**Your goal**
Convert the items below into a JSON list of strings, with each line as its own string and blank lines omitted.

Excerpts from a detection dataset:
◇ ◇ ◇ ◇ ◇ ◇ ◇

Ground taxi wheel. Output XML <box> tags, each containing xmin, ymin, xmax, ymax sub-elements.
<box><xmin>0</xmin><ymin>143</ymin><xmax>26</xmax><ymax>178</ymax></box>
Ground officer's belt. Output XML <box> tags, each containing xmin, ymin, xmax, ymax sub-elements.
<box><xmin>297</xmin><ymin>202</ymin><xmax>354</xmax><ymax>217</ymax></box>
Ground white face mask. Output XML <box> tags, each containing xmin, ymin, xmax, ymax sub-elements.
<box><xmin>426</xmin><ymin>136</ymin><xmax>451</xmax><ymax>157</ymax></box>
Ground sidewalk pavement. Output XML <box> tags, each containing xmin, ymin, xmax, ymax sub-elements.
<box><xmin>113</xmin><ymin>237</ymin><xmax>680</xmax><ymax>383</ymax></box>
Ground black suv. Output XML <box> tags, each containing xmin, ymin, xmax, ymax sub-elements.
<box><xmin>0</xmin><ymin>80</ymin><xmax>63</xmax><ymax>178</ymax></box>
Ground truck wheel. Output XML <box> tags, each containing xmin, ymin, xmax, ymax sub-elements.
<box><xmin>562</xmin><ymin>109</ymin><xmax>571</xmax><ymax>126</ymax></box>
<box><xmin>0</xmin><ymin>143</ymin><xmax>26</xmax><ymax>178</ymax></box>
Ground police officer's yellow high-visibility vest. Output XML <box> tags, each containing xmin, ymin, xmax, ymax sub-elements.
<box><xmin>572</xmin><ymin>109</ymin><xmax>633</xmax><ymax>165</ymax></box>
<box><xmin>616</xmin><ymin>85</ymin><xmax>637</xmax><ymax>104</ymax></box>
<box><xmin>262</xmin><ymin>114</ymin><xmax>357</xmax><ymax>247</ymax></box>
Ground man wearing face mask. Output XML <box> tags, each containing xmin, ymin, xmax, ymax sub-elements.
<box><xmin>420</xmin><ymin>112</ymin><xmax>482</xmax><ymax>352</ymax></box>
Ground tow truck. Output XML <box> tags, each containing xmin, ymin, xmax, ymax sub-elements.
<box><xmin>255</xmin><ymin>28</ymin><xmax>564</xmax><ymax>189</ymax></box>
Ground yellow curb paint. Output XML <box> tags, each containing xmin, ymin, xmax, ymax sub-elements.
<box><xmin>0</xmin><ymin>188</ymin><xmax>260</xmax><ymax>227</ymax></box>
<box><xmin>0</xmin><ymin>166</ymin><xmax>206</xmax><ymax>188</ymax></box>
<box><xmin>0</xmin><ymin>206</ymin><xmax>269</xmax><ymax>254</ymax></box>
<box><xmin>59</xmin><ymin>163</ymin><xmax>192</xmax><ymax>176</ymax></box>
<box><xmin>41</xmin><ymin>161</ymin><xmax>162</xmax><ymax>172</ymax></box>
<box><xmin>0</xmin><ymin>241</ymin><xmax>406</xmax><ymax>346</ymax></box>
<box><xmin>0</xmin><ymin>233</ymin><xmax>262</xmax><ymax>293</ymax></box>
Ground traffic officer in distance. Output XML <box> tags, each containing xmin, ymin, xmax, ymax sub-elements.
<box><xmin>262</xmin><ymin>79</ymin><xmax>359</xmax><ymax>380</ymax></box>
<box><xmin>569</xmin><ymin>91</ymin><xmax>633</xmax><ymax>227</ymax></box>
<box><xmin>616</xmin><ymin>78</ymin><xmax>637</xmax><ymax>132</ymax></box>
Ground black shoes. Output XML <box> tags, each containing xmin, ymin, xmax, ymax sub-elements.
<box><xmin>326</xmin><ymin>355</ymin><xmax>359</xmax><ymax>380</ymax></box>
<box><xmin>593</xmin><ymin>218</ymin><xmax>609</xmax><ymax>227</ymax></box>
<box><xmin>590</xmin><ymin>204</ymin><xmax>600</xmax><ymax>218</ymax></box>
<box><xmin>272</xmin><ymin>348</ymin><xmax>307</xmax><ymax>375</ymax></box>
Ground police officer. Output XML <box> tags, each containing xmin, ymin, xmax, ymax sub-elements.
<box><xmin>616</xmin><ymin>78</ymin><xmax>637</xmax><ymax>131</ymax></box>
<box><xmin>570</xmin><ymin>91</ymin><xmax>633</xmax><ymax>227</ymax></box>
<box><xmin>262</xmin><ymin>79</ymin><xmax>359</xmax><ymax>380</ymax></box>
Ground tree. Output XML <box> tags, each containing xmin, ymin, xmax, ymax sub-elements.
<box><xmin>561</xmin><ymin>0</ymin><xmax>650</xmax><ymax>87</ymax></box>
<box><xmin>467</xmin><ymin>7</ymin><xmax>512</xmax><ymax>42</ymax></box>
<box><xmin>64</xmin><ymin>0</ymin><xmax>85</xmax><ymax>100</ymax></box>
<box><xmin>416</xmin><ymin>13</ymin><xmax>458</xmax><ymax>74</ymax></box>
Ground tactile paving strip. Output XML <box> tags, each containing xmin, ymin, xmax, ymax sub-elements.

◇ ◇ ◇ ◇ ◇ ◇ ◇

**Solution for this exercise**
[
  "Ground taxi wheel. Output XML <box> tags, each containing xmin, ymin, xmax, ymax sub-elements.",
  "<box><xmin>0</xmin><ymin>143</ymin><xmax>26</xmax><ymax>178</ymax></box>",
  "Ground officer's belt. Output XML <box> tags, each containing xmin, ymin, xmax, ymax sub-elements.",
  "<box><xmin>297</xmin><ymin>202</ymin><xmax>354</xmax><ymax>217</ymax></box>",
  "Ground white face mask. Output XML <box> tags, each containing xmin, ymin, xmax, ymax sub-elements.",
  "<box><xmin>426</xmin><ymin>136</ymin><xmax>451</xmax><ymax>157</ymax></box>",
  "Ground sidewalk pavement. Output XML <box> tags, each containing xmin, ymin, xmax, ymax sub-elements.",
  "<box><xmin>113</xmin><ymin>237</ymin><xmax>680</xmax><ymax>383</ymax></box>",
  "Ground black suv. Output XML <box> tags, each containing xmin, ymin, xmax, ymax sub-elements.",
  "<box><xmin>0</xmin><ymin>80</ymin><xmax>63</xmax><ymax>178</ymax></box>",
  "Ground truck wheel. Output XML <box> tags, each containing xmin, ymin, xmax, ymax sub-elements.",
  "<box><xmin>562</xmin><ymin>109</ymin><xmax>571</xmax><ymax>126</ymax></box>",
  "<box><xmin>0</xmin><ymin>143</ymin><xmax>26</xmax><ymax>178</ymax></box>",
  "Ground police officer's yellow high-visibility vest. Output XML <box> tags, each containing xmin, ymin, xmax, ymax sub-elements.",
  "<box><xmin>572</xmin><ymin>109</ymin><xmax>633</xmax><ymax>165</ymax></box>",
  "<box><xmin>616</xmin><ymin>85</ymin><xmax>637</xmax><ymax>104</ymax></box>",
  "<box><xmin>262</xmin><ymin>114</ymin><xmax>357</xmax><ymax>247</ymax></box>",
  "Ground man wearing face mask. Output XML <box> tags, each containing xmin, ymin, xmax, ymax sub-elements.",
  "<box><xmin>420</xmin><ymin>112</ymin><xmax>482</xmax><ymax>352</ymax></box>",
  "Ground tow truck. Output XML <box> tags, each containing xmin, ymin, xmax, ymax sub-elements.",
  "<box><xmin>255</xmin><ymin>28</ymin><xmax>564</xmax><ymax>189</ymax></box>",
  "Ground yellow curb paint. Output XML <box> tags, each containing xmin, ymin, xmax, ymax sub-elements.",
  "<box><xmin>0</xmin><ymin>188</ymin><xmax>260</xmax><ymax>227</ymax></box>",
  "<box><xmin>0</xmin><ymin>166</ymin><xmax>206</xmax><ymax>188</ymax></box>",
  "<box><xmin>0</xmin><ymin>206</ymin><xmax>269</xmax><ymax>254</ymax></box>",
  "<box><xmin>59</xmin><ymin>163</ymin><xmax>192</xmax><ymax>176</ymax></box>",
  "<box><xmin>41</xmin><ymin>161</ymin><xmax>162</xmax><ymax>172</ymax></box>",
  "<box><xmin>0</xmin><ymin>241</ymin><xmax>406</xmax><ymax>346</ymax></box>",
  "<box><xmin>0</xmin><ymin>233</ymin><xmax>262</xmax><ymax>293</ymax></box>",
  "Ground traffic officer in distance. Output XML <box> tags, each containing xmin, ymin, xmax, ymax sub-elements.",
  "<box><xmin>262</xmin><ymin>79</ymin><xmax>359</xmax><ymax>380</ymax></box>",
  "<box><xmin>569</xmin><ymin>91</ymin><xmax>633</xmax><ymax>227</ymax></box>",
  "<box><xmin>616</xmin><ymin>78</ymin><xmax>637</xmax><ymax>132</ymax></box>",
  "Ground black shoes. Output XML <box> tags, each containing xmin, ymin, xmax, ymax sub-elements.",
  "<box><xmin>326</xmin><ymin>355</ymin><xmax>359</xmax><ymax>380</ymax></box>",
  "<box><xmin>593</xmin><ymin>218</ymin><xmax>609</xmax><ymax>227</ymax></box>",
  "<box><xmin>590</xmin><ymin>204</ymin><xmax>600</xmax><ymax>218</ymax></box>",
  "<box><xmin>272</xmin><ymin>348</ymin><xmax>307</xmax><ymax>375</ymax></box>",
  "Ground police officer. Output XML <box> tags, each containing xmin, ymin, xmax, ymax sub-elements.",
  "<box><xmin>616</xmin><ymin>78</ymin><xmax>637</xmax><ymax>131</ymax></box>",
  "<box><xmin>570</xmin><ymin>91</ymin><xmax>633</xmax><ymax>227</ymax></box>",
  "<box><xmin>262</xmin><ymin>79</ymin><xmax>359</xmax><ymax>380</ymax></box>",
  "Ground tree. Output XML <box> tags, each containing xmin, ymin, xmax, ymax sub-elements.",
  "<box><xmin>561</xmin><ymin>0</ymin><xmax>650</xmax><ymax>87</ymax></box>",
  "<box><xmin>467</xmin><ymin>7</ymin><xmax>512</xmax><ymax>42</ymax></box>",
  "<box><xmin>64</xmin><ymin>0</ymin><xmax>85</xmax><ymax>100</ymax></box>",
  "<box><xmin>416</xmin><ymin>13</ymin><xmax>458</xmax><ymax>74</ymax></box>",
  "Ground tactile paving strip. Output XML <box> tags, each containing xmin, ymin, xmax, ymax sub-elements."
]